----- RAW RECORDS

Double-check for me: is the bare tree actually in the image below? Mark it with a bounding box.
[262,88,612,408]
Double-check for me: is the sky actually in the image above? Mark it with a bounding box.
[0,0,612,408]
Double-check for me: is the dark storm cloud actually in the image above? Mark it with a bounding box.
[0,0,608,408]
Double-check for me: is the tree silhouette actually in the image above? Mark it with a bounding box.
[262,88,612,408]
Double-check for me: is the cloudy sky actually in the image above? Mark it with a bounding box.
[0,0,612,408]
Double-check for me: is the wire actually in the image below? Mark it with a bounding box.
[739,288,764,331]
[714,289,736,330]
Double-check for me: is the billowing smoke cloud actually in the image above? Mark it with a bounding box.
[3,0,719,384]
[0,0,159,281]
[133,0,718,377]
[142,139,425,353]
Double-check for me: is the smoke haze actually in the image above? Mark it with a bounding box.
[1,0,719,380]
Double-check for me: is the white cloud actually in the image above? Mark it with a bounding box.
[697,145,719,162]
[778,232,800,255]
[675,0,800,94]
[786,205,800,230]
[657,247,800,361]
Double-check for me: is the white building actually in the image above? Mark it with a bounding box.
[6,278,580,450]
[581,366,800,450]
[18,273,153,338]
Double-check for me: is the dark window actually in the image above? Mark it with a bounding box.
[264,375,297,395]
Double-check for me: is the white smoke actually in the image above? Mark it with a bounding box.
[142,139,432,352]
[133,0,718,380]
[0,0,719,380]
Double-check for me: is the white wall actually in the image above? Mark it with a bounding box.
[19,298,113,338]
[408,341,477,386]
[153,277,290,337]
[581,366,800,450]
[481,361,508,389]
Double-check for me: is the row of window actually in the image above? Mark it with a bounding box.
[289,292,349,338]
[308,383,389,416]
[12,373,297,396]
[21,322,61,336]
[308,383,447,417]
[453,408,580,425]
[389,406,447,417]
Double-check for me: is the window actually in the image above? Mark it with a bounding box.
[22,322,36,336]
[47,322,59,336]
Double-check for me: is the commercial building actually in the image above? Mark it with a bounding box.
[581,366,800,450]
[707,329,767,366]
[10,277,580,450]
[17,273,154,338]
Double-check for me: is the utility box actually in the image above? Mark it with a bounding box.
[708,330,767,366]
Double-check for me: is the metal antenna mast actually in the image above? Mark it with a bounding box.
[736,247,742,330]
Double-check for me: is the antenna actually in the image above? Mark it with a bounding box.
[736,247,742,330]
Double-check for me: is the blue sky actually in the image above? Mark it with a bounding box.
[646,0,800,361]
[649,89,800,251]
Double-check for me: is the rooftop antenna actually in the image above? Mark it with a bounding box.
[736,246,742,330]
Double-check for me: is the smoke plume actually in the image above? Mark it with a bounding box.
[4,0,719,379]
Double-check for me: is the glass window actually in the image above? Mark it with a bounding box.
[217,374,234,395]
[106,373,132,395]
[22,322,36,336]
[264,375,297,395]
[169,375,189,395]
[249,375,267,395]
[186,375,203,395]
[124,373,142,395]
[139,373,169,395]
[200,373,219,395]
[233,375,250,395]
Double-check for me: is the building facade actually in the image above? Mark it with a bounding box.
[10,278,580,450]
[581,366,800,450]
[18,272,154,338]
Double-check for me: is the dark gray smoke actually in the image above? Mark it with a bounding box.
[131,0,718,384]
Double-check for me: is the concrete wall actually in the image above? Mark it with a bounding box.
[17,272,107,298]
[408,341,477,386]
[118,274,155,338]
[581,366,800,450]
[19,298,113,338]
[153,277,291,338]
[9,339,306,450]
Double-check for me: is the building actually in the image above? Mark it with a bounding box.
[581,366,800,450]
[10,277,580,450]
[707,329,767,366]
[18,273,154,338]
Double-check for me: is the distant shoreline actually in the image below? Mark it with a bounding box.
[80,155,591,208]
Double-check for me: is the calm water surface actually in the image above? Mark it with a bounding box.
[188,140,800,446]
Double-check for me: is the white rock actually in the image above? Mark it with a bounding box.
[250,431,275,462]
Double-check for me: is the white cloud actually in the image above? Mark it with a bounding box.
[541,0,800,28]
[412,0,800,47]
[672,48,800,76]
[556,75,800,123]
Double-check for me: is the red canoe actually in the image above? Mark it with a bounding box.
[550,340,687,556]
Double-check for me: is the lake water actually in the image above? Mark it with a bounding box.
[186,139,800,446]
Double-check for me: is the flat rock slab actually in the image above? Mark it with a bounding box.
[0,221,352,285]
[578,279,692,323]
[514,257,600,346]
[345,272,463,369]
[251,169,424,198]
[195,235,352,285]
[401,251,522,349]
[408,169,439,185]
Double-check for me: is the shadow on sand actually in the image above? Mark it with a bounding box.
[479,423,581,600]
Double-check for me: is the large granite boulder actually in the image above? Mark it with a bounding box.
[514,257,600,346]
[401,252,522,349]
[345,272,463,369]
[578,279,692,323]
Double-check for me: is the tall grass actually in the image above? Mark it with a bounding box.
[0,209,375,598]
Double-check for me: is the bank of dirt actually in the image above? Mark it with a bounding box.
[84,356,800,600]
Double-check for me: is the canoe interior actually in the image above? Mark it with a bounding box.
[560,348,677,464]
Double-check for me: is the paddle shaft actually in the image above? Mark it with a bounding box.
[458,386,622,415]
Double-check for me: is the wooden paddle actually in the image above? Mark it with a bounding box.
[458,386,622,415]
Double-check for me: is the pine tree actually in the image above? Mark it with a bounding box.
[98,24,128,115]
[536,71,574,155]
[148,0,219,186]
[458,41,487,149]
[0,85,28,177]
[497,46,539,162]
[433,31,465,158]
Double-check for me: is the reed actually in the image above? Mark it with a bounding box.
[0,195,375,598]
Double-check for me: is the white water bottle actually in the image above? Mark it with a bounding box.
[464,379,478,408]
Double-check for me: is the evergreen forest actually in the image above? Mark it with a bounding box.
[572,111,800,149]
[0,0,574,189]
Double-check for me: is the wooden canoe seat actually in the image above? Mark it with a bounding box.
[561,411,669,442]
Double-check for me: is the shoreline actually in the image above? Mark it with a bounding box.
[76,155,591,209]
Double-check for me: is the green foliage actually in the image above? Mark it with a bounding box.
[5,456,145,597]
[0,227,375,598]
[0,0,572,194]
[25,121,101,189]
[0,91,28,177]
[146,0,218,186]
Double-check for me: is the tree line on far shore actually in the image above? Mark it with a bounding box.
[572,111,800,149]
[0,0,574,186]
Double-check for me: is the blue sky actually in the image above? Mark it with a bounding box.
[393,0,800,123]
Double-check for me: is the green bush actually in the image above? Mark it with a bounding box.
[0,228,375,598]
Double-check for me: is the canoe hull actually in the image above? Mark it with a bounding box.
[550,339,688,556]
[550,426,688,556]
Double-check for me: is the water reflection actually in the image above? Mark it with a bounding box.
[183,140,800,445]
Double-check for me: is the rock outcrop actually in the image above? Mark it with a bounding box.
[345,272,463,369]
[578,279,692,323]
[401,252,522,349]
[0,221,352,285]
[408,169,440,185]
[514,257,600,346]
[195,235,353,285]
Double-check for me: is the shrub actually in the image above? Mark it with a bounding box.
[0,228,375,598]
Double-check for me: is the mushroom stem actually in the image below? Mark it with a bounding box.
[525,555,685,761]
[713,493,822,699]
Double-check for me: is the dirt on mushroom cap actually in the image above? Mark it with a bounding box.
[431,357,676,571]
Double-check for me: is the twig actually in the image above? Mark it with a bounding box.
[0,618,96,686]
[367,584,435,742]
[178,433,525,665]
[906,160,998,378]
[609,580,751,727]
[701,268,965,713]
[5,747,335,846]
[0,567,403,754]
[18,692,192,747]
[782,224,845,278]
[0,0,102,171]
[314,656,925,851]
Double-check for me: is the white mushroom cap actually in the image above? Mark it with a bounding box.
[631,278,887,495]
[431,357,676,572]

----------

WHAT THIS TASK INVOLVES:
Could you turn the listing above into a numbered list, from its first line through the line that contains "[714,289,736,330]", including both of those lines and leaving out any blank lines?

OUTPUT BELOW:
1. Double-check for me: is the bare tree actually in the image below? Mark it with a bounding box.
2. [262,88,612,408]
3. Double-check for me: is the sky actually in the image above? Mark it with a bounding box.
4. [0,0,612,408]
5. Double-check for me: is the dark storm cloud actually in the image above? Mark it with a bounding box.
6. [0,0,608,408]
7. Double-check for me: is the tree silhouette actually in the image above? Mark it with a bounding box.
8. [262,88,612,408]
9. Double-check for me: is the cloudy sky actually in the image above? Mark it with a bounding box.
10. [0,0,612,408]
11. Double-check for me: is the wire actually in the image below? Mark it with a bounding box.
12. [739,288,764,331]
13. [714,289,736,330]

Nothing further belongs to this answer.